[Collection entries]

===

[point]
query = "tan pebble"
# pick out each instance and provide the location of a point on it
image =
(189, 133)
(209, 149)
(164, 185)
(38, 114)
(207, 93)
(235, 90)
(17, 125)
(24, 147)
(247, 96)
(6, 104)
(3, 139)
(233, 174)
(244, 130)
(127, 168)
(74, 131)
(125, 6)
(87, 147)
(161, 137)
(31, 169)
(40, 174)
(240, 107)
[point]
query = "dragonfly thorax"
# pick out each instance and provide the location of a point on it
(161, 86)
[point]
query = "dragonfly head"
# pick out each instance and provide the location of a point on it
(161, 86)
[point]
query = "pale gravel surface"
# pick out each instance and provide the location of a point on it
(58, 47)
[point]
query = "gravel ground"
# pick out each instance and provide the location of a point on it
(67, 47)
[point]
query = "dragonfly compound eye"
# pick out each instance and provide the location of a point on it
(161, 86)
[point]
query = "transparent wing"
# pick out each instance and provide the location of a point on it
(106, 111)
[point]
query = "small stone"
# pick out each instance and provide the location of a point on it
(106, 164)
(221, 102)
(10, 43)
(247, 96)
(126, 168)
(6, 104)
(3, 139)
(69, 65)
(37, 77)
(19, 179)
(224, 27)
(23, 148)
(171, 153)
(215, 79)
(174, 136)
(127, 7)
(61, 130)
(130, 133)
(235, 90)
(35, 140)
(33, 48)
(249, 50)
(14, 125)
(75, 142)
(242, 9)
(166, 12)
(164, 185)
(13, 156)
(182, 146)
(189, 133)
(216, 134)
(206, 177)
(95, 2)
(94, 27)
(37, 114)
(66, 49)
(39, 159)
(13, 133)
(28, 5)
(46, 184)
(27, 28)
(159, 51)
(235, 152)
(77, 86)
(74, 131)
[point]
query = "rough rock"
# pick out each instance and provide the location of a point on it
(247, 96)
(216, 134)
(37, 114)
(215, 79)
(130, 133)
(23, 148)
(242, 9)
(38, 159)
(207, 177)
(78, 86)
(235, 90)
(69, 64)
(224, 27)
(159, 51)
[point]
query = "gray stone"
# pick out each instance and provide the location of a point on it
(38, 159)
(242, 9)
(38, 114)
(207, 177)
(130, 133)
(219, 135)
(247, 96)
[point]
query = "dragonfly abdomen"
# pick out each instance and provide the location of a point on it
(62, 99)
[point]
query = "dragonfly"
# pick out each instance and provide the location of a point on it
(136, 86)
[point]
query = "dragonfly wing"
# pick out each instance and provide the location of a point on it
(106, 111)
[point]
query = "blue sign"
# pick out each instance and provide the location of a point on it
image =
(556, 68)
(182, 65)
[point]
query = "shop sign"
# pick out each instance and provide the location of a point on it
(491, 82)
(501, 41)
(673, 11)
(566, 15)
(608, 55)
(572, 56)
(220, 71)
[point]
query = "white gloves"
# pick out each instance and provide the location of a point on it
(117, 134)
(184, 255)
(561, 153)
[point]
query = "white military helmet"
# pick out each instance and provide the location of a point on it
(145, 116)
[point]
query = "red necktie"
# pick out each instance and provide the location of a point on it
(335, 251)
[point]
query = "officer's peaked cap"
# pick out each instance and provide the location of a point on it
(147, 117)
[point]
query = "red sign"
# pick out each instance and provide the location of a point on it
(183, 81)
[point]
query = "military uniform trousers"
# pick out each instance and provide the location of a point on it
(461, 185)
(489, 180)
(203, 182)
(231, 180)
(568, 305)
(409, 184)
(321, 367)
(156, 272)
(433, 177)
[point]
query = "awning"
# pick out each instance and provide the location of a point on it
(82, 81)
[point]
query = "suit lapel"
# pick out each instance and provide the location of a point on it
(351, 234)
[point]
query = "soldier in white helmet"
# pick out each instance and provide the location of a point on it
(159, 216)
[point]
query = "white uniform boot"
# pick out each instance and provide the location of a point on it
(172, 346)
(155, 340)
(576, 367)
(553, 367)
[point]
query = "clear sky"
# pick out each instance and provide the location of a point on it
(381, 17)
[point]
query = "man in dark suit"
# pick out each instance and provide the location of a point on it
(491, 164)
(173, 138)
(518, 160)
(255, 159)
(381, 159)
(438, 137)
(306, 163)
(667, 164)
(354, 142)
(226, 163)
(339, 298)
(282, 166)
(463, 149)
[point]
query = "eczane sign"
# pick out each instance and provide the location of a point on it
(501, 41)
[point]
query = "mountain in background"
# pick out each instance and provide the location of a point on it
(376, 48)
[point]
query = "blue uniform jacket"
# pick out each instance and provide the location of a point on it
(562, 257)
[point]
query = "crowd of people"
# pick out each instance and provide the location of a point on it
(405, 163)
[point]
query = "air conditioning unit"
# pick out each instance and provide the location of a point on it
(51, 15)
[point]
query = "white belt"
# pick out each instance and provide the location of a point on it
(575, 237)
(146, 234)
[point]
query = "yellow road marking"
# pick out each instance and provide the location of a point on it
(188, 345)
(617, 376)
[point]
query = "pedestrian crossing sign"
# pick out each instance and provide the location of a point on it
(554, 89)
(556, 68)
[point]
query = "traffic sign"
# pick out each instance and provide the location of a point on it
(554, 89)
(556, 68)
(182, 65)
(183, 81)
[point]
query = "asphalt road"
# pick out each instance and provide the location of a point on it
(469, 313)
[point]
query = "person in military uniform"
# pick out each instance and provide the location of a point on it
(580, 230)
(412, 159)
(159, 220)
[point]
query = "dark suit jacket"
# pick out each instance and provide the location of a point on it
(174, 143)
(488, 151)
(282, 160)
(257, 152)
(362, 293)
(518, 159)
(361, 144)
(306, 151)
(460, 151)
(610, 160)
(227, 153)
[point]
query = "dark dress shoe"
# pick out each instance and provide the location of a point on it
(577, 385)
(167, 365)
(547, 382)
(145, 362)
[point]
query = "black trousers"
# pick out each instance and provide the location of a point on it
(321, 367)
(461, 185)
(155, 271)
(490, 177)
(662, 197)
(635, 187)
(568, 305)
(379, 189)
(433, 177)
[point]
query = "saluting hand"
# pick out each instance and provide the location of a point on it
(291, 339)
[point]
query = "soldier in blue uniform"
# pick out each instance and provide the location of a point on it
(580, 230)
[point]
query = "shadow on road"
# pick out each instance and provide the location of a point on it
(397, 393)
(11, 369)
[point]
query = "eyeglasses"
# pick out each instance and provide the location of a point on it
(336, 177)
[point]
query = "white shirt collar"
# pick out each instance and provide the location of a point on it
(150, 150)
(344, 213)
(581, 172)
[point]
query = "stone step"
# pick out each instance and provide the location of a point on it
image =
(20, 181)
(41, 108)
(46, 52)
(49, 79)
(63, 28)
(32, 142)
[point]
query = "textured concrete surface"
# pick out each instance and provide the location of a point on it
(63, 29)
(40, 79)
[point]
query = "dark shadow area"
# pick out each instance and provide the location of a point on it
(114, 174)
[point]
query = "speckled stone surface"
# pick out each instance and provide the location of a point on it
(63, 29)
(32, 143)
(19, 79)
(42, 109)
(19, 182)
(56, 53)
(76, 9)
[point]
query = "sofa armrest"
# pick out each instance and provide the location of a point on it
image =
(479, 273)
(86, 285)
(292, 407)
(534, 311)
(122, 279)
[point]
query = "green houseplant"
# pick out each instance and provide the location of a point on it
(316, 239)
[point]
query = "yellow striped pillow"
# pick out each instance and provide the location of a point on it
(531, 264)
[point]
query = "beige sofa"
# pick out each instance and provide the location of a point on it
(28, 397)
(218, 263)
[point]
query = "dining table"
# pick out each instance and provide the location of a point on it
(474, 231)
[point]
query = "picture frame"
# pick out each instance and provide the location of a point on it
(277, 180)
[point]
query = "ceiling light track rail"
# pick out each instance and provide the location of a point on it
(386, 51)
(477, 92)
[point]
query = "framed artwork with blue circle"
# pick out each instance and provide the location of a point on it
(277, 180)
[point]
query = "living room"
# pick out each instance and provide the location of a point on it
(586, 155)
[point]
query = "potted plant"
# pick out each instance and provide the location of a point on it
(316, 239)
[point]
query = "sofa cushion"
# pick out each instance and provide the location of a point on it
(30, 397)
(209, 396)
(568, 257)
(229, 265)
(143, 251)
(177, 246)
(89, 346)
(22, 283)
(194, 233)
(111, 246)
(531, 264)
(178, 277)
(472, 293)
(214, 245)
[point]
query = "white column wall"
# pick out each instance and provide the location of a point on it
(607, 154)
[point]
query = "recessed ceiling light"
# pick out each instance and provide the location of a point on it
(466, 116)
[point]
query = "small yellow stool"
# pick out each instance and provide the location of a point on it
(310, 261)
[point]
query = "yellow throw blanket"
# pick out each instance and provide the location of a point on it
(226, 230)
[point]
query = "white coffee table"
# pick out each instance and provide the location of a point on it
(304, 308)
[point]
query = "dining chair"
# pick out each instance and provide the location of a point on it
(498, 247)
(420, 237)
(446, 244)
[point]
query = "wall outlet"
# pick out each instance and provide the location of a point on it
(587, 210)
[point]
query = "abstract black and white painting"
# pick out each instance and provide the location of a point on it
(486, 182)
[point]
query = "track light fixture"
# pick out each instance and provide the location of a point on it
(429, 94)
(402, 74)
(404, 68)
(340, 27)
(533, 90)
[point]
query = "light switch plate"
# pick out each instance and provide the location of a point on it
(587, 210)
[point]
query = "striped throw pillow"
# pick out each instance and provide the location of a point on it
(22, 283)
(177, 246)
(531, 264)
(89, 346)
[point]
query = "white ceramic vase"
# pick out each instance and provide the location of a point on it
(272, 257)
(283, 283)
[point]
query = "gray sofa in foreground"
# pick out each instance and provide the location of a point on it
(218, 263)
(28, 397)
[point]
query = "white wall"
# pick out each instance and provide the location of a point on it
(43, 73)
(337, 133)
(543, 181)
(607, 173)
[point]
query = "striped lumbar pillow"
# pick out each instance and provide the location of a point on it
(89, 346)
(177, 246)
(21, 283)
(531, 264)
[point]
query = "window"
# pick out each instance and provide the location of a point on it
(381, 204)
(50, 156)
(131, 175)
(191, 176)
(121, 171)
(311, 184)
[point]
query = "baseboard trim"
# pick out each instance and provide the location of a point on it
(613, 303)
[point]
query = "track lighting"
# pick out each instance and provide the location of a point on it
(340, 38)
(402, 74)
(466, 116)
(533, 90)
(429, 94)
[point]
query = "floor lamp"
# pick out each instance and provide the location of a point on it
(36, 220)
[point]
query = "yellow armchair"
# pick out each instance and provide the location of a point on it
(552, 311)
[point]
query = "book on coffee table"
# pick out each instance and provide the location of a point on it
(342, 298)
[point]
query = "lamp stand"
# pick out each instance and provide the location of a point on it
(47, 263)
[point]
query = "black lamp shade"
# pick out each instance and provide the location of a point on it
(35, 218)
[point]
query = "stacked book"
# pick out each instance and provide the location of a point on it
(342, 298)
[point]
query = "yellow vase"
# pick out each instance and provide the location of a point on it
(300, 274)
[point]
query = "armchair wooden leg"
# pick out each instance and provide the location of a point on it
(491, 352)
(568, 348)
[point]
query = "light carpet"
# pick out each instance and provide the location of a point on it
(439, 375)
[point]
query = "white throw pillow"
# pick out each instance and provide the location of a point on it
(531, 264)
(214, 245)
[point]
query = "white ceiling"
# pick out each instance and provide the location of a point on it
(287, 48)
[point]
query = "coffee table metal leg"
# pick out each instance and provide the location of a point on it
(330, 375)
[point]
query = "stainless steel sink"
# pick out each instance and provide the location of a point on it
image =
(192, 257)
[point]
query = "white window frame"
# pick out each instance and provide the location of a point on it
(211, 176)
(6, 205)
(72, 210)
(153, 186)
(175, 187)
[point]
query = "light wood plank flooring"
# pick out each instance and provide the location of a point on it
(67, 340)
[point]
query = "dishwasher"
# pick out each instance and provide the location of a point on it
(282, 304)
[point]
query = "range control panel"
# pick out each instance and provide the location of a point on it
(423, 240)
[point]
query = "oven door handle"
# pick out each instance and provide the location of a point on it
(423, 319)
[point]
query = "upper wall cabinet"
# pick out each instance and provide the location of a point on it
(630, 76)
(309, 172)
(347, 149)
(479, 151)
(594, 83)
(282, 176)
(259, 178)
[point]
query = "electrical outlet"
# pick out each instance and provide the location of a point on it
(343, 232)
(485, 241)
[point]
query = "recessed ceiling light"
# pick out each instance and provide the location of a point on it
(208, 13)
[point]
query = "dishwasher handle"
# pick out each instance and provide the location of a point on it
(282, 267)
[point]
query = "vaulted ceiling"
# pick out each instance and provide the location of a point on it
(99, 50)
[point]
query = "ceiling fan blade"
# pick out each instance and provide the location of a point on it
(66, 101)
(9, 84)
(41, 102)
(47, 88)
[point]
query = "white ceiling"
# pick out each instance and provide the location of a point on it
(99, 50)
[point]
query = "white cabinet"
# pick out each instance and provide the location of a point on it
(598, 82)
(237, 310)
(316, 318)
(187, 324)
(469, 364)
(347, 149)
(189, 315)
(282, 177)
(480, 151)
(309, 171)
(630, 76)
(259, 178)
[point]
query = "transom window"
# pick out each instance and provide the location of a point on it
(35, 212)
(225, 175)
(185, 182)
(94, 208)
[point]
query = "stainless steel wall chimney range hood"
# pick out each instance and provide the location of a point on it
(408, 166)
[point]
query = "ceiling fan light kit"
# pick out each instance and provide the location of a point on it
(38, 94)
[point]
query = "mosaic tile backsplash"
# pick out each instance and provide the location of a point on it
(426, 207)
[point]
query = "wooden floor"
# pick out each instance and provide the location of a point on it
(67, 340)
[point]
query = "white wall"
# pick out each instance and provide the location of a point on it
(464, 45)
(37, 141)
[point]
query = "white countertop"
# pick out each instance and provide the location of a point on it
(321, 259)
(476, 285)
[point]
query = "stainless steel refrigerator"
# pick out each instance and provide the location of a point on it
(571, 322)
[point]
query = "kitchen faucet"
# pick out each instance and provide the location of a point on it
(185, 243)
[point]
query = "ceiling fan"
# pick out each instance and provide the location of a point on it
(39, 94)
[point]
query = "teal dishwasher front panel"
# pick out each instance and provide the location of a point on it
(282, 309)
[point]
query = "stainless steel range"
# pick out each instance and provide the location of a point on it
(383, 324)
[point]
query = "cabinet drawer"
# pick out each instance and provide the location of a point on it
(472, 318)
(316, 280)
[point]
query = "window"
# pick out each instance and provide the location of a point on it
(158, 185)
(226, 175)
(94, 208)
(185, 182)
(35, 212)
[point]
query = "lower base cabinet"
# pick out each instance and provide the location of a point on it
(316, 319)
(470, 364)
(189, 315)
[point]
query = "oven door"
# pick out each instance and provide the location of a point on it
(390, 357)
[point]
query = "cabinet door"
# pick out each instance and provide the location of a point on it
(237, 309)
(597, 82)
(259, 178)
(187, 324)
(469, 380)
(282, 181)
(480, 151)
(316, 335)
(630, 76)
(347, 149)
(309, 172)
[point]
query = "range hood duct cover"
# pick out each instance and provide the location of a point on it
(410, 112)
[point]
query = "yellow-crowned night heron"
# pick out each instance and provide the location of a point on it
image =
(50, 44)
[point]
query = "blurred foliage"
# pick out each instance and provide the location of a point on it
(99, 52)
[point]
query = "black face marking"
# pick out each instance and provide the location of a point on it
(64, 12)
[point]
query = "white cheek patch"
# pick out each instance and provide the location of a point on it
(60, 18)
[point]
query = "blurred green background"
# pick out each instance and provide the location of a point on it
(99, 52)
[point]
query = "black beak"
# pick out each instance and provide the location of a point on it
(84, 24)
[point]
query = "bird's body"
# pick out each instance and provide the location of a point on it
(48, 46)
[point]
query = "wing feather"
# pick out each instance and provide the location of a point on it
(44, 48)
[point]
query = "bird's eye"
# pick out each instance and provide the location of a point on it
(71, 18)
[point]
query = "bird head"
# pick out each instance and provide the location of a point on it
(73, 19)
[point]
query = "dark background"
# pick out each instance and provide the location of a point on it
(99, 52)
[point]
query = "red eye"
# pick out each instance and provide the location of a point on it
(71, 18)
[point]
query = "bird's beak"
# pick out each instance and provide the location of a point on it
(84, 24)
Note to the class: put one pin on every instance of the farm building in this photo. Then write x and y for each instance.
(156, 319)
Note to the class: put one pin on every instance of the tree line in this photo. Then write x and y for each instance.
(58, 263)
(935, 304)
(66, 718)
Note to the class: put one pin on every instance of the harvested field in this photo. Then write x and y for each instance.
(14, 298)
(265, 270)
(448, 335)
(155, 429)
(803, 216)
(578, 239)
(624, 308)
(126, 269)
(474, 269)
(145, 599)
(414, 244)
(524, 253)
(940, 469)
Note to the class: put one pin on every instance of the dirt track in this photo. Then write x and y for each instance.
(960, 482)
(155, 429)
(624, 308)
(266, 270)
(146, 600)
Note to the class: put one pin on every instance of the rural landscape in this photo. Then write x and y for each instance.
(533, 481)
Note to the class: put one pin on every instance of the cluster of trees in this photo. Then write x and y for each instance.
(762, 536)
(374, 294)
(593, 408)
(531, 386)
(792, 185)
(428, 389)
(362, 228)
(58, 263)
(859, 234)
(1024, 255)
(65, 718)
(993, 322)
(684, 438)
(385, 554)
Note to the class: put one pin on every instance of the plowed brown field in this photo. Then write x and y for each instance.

===

What to produce:
Go over the records above and tally each line that includes "dragonfly". Give the total by itself.

Answer space:
6